*Work instructions*
(1) In the biography of Ashish Shelar, on what date was he elected vice president of the Mumbai Cricket Association?
(2) Write the next passage of the Ashish Shelar biography, starting after its final sentence.

*Extract provided*
Ashish Shelar (born 3 October 1972) is an Indian politician and cricket administrator belonging to Bharatiya Janata Party. He served as Maharashtra Legislative Assembly member representing Vandre West since 2014. He was president of the Mumbai unit of the BJP.

He was elected as vice president of Mumbai Cricket Association on 17 June 2015.

On 9 September 2015, Shelar gained controversy when he helped ban the sale of meat for 8 days for the annual Jain celebration, Paryushana, at which time total fast from any and every food is required. Most constituencies in Maharashtra ban the sale of meat for only 4 days. The ban was criticized by the BJP's Maharashtra coalition partner, Shiv Sena.

Education and early career
Shelar graduated from Parle College with a Bachelor of Science (B.Sc.) degree in 1992. He then completed a three-year law degree from G. J. Advani Law College, at the University of Mumbai.

*Entries shown*
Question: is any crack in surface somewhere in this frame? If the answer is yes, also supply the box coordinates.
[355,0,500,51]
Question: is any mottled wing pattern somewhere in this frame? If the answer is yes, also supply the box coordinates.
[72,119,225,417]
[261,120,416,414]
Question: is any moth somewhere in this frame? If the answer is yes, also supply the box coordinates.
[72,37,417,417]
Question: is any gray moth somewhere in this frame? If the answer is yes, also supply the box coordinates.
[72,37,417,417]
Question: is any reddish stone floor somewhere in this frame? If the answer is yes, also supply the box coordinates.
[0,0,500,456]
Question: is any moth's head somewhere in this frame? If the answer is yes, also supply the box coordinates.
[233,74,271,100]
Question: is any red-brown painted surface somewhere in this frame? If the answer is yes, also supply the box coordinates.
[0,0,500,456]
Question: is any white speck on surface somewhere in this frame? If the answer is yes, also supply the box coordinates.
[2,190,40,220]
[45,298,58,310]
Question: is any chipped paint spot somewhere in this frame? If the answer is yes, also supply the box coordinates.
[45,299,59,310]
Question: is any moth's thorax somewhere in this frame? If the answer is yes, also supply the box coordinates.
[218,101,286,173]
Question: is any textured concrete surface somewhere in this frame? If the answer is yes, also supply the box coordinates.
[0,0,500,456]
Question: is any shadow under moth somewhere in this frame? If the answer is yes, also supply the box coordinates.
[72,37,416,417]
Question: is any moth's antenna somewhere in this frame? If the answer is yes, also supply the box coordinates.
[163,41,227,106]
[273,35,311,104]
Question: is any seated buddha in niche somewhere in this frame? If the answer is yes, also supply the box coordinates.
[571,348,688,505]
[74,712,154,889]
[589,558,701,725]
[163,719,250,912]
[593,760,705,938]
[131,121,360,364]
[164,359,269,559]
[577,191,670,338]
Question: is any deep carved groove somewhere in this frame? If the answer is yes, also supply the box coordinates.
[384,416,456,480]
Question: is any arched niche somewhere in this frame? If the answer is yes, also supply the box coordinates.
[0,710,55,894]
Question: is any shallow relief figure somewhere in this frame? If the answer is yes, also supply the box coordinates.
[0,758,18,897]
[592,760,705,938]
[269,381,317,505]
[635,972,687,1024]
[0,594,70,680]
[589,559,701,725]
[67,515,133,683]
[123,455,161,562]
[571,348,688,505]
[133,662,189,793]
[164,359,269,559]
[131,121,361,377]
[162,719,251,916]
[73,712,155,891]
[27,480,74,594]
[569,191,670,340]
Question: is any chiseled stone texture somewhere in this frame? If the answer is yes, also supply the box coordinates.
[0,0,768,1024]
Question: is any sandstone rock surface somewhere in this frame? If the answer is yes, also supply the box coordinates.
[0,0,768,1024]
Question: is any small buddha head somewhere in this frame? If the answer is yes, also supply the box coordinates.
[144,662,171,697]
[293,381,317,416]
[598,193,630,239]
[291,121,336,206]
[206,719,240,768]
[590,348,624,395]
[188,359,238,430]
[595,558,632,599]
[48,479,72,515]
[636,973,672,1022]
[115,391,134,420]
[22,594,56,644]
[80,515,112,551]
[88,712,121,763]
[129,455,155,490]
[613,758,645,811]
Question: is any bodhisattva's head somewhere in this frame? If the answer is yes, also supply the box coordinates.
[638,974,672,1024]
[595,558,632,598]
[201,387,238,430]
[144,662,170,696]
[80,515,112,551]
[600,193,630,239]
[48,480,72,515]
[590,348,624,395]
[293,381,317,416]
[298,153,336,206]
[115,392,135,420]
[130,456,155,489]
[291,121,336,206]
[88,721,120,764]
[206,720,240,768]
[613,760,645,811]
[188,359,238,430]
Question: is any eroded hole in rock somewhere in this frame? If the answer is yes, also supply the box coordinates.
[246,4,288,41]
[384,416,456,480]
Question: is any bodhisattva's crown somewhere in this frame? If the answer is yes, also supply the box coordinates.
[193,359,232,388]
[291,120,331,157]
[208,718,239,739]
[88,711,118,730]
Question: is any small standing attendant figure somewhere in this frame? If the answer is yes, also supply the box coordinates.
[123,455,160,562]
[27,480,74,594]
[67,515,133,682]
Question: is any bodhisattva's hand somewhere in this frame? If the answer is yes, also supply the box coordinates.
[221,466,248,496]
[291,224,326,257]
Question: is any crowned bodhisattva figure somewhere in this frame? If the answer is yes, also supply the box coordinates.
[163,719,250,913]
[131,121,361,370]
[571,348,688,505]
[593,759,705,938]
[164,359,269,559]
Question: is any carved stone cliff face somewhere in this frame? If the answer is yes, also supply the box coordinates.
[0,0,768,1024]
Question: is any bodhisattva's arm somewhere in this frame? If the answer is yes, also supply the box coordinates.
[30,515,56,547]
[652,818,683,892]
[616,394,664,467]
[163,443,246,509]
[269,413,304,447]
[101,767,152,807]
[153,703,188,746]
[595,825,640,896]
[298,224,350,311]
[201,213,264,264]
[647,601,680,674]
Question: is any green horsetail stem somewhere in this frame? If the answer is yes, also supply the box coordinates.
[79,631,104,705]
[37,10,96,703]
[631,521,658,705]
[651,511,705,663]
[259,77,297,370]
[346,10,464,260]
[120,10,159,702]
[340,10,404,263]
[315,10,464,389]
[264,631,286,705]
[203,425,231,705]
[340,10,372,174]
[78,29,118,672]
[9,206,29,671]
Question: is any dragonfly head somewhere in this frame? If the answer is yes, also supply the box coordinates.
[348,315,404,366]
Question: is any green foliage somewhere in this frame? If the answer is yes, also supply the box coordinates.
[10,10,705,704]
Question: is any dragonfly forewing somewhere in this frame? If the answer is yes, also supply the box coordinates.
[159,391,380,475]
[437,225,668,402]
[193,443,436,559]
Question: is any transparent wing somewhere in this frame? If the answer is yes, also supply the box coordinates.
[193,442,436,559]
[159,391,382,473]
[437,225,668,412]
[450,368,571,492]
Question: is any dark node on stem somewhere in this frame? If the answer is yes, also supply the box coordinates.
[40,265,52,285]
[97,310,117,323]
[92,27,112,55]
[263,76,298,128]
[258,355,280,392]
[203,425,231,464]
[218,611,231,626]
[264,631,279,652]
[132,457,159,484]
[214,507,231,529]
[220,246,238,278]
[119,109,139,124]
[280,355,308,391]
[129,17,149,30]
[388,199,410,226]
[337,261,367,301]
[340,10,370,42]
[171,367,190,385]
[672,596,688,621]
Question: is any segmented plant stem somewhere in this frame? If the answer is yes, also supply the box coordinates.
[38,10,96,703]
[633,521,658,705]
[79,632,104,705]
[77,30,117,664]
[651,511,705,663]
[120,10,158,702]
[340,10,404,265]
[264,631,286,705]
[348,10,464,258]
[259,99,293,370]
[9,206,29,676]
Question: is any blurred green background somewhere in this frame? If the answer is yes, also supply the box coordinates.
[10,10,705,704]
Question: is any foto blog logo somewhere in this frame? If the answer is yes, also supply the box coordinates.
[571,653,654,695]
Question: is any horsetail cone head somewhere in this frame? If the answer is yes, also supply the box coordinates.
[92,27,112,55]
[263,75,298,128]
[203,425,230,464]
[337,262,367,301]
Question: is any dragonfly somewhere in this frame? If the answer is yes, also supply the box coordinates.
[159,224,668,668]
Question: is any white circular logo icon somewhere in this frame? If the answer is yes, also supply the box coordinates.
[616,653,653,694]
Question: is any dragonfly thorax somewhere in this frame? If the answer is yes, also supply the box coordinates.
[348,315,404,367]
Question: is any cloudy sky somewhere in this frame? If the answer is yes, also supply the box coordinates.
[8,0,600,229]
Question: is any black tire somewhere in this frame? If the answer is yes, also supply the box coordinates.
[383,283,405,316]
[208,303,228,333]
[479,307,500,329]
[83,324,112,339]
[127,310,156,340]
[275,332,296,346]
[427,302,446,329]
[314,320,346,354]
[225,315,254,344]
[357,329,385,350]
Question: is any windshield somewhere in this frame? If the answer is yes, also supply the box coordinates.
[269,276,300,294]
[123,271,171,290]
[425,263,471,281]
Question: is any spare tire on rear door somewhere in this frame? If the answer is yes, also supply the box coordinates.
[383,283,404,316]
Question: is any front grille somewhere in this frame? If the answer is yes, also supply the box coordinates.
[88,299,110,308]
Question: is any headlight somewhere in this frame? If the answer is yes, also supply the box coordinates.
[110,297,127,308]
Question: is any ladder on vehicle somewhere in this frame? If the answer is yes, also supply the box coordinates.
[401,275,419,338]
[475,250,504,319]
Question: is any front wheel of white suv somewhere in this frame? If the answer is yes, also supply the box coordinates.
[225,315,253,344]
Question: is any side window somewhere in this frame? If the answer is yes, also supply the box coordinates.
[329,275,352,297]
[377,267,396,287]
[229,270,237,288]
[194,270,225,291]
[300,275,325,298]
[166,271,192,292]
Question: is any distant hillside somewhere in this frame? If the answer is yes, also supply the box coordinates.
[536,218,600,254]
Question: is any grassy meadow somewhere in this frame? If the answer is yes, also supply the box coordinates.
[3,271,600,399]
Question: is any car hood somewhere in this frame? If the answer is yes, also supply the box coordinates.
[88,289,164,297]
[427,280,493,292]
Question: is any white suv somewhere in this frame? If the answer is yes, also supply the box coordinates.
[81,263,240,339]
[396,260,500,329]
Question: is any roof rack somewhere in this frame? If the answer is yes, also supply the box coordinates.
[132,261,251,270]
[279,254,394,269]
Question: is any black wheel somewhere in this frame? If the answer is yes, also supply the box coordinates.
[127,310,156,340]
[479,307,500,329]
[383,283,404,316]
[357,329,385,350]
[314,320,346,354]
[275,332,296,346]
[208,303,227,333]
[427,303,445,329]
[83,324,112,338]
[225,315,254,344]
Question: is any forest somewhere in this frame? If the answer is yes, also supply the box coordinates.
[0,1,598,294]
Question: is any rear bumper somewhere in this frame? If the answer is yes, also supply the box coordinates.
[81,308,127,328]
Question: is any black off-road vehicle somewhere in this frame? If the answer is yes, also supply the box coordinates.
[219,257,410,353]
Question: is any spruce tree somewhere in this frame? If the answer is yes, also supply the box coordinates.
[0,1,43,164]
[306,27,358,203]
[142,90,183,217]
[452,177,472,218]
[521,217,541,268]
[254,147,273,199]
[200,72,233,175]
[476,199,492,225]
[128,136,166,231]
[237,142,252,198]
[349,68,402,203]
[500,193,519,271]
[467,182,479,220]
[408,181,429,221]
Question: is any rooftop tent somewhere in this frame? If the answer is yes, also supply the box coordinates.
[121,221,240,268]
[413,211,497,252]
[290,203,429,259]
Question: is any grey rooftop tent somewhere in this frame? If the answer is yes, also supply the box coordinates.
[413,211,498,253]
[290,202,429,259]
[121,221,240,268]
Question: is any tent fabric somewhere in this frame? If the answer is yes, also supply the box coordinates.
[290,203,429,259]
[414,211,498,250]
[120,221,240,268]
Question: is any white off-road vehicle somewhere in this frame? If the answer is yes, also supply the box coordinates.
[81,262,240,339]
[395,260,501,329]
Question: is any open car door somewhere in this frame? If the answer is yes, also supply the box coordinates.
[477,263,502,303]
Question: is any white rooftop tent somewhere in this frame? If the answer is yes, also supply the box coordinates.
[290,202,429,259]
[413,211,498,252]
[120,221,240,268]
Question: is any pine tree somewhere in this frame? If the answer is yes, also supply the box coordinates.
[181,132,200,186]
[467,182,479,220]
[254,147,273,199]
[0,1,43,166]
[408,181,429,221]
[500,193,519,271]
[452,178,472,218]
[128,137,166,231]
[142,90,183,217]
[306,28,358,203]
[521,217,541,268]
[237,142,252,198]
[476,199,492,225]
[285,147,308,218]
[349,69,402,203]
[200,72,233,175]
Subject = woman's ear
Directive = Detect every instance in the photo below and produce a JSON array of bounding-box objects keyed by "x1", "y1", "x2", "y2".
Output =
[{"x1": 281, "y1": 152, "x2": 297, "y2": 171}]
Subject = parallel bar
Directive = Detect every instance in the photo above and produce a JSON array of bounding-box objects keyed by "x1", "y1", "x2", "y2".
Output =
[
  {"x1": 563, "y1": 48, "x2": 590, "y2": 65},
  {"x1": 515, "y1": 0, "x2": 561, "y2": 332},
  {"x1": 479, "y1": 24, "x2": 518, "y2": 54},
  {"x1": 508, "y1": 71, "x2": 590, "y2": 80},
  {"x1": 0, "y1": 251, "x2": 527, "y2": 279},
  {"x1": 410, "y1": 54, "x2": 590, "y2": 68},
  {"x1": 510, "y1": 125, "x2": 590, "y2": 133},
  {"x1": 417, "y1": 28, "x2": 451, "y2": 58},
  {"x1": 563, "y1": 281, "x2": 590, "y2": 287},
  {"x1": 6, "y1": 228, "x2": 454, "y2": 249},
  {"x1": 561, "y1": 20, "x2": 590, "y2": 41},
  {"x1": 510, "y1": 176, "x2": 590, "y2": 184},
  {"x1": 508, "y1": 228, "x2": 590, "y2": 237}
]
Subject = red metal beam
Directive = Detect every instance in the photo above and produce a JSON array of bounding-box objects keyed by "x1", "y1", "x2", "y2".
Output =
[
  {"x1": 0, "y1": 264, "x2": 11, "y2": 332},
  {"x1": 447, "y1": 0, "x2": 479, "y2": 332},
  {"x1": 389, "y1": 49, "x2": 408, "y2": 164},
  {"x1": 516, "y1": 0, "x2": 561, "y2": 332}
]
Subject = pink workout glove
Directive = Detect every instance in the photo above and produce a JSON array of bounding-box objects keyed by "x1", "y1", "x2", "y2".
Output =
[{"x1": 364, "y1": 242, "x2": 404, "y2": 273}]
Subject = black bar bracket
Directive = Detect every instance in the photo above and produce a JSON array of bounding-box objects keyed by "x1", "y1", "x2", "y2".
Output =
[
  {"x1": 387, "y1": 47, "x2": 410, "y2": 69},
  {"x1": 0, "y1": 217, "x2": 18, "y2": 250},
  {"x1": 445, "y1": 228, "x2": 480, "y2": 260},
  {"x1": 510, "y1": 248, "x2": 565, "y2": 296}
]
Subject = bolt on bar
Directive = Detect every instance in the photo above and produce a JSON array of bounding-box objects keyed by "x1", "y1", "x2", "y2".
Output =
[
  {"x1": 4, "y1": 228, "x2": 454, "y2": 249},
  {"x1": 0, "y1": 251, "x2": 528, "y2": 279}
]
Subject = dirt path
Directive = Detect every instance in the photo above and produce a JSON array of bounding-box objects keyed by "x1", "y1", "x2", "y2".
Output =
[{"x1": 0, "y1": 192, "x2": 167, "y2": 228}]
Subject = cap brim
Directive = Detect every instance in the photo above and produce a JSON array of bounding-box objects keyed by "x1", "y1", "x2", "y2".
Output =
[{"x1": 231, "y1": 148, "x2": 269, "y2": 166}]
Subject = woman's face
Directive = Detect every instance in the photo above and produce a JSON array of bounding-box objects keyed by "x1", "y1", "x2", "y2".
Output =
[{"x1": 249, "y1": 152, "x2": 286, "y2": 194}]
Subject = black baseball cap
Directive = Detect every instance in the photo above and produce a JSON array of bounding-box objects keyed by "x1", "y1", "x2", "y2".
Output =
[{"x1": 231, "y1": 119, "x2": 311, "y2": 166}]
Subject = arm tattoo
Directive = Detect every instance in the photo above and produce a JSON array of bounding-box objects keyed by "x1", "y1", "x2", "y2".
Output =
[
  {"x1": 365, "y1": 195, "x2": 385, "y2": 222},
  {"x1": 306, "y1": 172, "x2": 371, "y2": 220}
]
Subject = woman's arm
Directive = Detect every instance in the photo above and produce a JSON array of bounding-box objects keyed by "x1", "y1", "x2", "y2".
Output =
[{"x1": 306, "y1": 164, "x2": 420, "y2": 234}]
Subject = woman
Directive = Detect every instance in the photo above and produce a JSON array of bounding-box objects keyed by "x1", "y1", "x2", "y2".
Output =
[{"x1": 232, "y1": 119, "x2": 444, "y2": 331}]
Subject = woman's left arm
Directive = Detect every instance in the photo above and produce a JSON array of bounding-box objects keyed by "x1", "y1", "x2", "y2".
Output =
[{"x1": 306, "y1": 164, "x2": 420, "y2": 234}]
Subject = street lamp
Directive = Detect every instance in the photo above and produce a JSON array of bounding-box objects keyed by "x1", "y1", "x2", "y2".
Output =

*Answers for the exercise*
(1) 17 June 2015

(2)
A native from Sindhudurg district of Konkan, Ashish was born in chawl system dwelling of mill-workers area. Later in his childhood he shifted and settled in Bandra West with his parents and family. He joined RSS in school days and completed Prathamik Varsha course. He went on to join ABVP in college and successfully rose to the leading position of Mumbai Secretary of ABVP.

Family and personal life
Ashish Shelar is married to advocate Pratima Shelar (née Dalvi).

Sports administration

 Elected Mumbai Cricket Association member in June 2015.
 Chairman of Mumbai district football association representing Mumbai's 350 football clubs.
 Vice President of the Rajasthan Sports Club.
 Elected Mumbai Cricket Association President on 12 January 2017.

Positions held

Within BJP 

 Mumbai Secretary, ABVP
 President, Mumbai BJYM
 Core team, organising committee, BJP Maha Adhiveshan, 1995
 BMC Corporator, Khar West
 President, North West Mumbai district BJP 
 BMC Corporator, BJP Group Leader in BMC
 MMRDA member
 Governor of Mumbai Metro heritage society.
 Currently President Bharatiya Janata Party, Mumbai.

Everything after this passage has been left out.